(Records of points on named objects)
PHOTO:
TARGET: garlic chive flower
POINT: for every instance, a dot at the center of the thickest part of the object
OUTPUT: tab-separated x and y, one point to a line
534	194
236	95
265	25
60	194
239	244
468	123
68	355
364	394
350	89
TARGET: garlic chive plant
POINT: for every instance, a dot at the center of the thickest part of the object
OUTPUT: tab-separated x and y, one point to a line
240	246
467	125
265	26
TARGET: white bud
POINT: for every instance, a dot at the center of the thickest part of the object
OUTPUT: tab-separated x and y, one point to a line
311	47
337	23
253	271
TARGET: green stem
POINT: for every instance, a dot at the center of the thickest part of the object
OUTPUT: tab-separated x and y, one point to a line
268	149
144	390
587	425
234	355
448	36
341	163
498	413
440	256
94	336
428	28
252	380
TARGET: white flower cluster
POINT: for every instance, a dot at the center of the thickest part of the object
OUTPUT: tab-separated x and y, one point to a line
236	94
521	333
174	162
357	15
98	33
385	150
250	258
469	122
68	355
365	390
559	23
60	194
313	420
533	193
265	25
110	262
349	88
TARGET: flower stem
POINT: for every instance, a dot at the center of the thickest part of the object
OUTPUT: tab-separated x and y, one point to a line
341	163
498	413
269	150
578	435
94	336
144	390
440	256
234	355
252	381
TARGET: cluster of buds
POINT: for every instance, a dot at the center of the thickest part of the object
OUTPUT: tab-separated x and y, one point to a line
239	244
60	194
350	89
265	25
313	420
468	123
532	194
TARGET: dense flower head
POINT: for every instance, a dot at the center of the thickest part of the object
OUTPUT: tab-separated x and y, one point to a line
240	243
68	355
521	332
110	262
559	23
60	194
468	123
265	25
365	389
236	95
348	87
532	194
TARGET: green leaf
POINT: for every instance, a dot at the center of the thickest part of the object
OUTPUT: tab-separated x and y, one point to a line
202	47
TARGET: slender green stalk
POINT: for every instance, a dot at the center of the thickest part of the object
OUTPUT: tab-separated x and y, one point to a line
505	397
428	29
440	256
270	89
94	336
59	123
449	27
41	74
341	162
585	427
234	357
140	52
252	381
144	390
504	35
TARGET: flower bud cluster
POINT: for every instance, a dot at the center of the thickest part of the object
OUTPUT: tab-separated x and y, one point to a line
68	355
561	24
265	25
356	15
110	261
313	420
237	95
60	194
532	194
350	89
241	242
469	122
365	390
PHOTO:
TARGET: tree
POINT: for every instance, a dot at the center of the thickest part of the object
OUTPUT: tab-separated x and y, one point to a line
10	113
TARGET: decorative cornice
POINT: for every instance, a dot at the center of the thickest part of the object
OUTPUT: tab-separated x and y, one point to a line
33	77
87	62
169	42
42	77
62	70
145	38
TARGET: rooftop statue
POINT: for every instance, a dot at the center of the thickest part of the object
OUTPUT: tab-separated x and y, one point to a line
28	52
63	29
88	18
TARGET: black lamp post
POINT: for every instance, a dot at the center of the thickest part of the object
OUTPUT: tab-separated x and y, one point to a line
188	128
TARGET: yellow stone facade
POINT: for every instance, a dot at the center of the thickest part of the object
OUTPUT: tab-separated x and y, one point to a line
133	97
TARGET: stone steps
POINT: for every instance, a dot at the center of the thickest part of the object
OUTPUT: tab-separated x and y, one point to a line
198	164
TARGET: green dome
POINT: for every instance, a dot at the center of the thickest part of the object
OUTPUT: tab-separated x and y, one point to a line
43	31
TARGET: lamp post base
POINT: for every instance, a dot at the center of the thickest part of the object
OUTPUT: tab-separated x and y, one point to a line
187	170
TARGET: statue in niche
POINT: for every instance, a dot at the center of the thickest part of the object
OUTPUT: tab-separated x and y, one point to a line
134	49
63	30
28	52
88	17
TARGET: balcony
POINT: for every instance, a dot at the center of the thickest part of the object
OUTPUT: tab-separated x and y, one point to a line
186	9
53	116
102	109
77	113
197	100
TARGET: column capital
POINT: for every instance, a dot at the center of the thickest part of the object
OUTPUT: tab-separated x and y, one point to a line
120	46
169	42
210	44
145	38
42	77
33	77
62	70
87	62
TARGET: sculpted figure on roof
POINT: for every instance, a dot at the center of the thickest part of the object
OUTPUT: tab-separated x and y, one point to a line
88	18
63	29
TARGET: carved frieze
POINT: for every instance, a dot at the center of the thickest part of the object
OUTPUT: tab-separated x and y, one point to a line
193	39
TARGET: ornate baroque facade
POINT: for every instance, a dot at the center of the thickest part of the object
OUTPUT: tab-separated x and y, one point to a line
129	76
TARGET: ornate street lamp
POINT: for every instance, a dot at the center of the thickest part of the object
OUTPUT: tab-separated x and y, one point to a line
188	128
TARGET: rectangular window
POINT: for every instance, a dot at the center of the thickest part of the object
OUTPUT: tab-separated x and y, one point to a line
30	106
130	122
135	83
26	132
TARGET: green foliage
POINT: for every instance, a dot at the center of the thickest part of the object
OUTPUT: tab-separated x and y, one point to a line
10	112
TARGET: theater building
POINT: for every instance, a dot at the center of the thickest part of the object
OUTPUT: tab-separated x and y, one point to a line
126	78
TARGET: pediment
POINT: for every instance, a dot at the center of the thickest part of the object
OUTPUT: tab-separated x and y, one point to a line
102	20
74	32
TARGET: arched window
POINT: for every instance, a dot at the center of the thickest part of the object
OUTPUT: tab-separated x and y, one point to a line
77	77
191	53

• Exercise brief: Write out the data again from the line with "TARGET: rectangular window" through the end, keeping every line including the requests. Add 10 to each x and y coordinate in the answers.

• Task answer:
TARGET: rectangular window
POINT: for every instance, a dot at the center of the thickest part of the object
OUTPUT: tab-separated x and y, one point to a line
40	116
140	132
145	93
36	142
TARGET: green foliage
POINT: for every instance, a dot at the center of the thickest part of the object
OUTPUT: tab-separated x and y, one point to a line
20	122
TARGET: theater building
POINT: for every instance, a dot at the center of the thickest part of the object
OUTPUT: tab-separated x and y, one point to a line
136	88
TARGET: pediment
POINT: for every instance, a dot at the center of the thickest part of the object
OUTPUT: tab-separated x and y, one point to a line
112	30
84	42
TARGET: arched window
POINT: for every instance, a dot at the center of the thickest part of the object
OUTPUT: tab-separated x and y, one point to a line
87	87
201	63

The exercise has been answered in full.